**TASK STATEMENT**
All lines of the entries with "pendant" in them must be listed.

**INFORMATION PROVIDED**
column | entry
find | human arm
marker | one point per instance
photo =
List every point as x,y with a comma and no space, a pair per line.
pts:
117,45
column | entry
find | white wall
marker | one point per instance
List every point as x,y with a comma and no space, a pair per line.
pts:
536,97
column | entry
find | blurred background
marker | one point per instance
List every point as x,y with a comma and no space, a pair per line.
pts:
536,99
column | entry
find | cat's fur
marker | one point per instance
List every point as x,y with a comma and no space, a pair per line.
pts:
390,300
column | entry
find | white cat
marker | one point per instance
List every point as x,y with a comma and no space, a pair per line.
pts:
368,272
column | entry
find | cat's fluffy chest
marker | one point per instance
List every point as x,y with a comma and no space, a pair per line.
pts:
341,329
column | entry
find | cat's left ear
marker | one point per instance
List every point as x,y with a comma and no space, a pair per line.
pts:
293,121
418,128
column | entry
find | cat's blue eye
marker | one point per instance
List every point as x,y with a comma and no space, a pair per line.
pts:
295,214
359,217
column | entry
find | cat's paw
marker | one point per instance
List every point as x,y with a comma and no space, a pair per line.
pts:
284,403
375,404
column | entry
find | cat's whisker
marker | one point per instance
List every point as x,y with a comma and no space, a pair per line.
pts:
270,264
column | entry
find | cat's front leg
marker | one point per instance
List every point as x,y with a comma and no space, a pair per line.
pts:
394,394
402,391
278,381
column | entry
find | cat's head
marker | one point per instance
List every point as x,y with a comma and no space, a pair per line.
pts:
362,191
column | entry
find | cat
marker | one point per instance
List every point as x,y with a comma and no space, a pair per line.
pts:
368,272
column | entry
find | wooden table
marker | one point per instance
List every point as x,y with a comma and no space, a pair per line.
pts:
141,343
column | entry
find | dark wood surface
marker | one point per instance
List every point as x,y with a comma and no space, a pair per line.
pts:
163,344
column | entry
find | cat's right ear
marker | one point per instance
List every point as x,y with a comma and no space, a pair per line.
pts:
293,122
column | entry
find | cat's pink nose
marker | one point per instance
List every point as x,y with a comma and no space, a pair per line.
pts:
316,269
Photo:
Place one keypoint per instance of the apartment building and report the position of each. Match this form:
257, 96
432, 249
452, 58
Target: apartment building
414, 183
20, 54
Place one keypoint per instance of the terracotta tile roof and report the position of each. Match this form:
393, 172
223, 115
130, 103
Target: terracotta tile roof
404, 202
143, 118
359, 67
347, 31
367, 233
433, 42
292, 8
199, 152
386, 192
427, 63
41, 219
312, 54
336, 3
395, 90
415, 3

--

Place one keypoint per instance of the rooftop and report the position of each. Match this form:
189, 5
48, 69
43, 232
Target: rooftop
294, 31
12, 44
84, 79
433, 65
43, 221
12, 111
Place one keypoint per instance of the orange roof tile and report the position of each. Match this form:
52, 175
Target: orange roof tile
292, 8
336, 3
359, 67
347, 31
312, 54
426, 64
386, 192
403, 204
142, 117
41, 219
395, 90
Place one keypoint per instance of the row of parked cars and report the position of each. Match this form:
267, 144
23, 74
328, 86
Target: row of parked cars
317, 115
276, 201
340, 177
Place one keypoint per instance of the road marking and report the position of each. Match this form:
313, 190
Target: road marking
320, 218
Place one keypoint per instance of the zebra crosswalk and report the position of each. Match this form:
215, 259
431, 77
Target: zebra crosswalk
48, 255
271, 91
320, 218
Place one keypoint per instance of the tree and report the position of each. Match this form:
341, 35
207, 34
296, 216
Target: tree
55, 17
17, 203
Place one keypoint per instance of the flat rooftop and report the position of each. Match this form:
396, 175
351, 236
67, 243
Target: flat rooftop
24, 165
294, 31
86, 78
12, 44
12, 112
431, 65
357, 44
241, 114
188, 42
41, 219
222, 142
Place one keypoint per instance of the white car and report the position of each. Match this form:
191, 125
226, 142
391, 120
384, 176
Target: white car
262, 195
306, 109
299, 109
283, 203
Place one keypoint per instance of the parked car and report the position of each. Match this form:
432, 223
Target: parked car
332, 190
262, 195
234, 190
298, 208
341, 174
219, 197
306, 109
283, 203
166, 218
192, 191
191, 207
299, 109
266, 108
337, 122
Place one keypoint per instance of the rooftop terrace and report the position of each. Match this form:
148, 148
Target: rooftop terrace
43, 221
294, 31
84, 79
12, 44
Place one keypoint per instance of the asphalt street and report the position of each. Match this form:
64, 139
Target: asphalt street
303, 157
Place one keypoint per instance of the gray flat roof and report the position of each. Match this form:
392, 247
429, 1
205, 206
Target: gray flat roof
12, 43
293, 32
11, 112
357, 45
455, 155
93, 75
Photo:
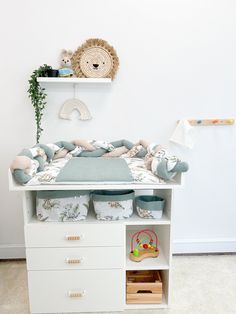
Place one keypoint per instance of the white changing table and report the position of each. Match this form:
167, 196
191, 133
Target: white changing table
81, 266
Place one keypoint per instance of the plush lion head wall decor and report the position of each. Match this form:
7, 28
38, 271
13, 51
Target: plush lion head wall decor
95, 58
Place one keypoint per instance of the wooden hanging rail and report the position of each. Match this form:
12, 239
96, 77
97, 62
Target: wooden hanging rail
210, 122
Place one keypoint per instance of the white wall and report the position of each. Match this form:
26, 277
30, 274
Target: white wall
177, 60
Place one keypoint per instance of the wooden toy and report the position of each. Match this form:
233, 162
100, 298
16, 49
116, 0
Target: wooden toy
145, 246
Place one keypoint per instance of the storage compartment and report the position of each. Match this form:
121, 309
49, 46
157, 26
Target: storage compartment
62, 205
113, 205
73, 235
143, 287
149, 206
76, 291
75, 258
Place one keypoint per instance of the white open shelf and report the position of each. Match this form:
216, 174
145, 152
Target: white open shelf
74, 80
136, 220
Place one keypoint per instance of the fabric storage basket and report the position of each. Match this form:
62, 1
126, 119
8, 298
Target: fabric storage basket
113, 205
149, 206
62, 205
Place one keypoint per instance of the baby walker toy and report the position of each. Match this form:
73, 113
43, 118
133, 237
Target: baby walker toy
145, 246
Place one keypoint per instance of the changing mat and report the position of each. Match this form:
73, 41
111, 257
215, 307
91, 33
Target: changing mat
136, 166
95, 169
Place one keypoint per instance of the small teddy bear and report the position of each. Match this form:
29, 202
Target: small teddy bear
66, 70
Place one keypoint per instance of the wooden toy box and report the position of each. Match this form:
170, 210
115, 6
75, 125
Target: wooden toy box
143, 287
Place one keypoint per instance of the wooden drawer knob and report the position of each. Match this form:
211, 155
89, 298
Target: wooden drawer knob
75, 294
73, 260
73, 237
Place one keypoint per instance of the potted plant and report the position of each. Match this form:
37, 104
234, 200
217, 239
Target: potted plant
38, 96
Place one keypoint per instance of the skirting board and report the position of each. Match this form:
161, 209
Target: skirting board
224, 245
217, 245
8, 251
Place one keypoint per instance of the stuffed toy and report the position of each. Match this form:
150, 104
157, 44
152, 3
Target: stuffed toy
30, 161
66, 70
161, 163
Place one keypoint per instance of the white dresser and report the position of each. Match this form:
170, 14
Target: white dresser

==

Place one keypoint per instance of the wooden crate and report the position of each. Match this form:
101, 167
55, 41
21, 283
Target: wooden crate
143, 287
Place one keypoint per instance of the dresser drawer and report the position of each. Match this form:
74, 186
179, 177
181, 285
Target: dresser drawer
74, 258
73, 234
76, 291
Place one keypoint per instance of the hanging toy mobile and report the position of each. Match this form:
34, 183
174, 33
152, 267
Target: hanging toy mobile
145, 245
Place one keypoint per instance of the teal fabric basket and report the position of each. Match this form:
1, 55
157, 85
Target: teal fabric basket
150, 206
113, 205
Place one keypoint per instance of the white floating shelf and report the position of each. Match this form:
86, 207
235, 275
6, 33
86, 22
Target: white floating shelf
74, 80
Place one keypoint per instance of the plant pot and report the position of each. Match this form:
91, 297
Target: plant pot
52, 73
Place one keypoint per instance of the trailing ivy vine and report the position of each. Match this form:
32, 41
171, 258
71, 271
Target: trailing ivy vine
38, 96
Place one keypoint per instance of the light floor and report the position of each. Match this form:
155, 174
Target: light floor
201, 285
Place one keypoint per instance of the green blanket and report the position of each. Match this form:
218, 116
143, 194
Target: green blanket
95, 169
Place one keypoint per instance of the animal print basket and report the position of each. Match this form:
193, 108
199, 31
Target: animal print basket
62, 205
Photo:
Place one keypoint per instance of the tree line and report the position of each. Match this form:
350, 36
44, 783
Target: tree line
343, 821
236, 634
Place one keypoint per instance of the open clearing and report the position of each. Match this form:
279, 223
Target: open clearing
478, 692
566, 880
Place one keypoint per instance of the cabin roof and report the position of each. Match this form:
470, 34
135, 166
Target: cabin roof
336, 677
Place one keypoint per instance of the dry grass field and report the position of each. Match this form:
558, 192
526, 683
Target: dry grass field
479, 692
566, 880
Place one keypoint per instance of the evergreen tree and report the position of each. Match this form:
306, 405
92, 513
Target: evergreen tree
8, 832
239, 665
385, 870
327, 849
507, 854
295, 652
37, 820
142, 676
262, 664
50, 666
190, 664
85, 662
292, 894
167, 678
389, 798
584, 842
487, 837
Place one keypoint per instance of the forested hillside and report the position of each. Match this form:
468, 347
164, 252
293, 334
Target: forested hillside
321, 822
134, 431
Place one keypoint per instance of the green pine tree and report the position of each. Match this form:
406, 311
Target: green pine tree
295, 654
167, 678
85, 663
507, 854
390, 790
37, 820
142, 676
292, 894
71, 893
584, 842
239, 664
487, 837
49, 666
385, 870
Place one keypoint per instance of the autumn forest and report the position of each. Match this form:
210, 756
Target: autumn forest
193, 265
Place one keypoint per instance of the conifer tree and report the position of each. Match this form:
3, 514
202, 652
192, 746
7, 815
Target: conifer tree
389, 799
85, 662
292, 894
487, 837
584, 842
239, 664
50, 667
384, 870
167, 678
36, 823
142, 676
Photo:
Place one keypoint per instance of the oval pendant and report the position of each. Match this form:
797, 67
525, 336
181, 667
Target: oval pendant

**EXERCISE SOLUTION**
Place one keypoint per instance of the oval pendant and report the position of each. Match this form:
Target: oval pendant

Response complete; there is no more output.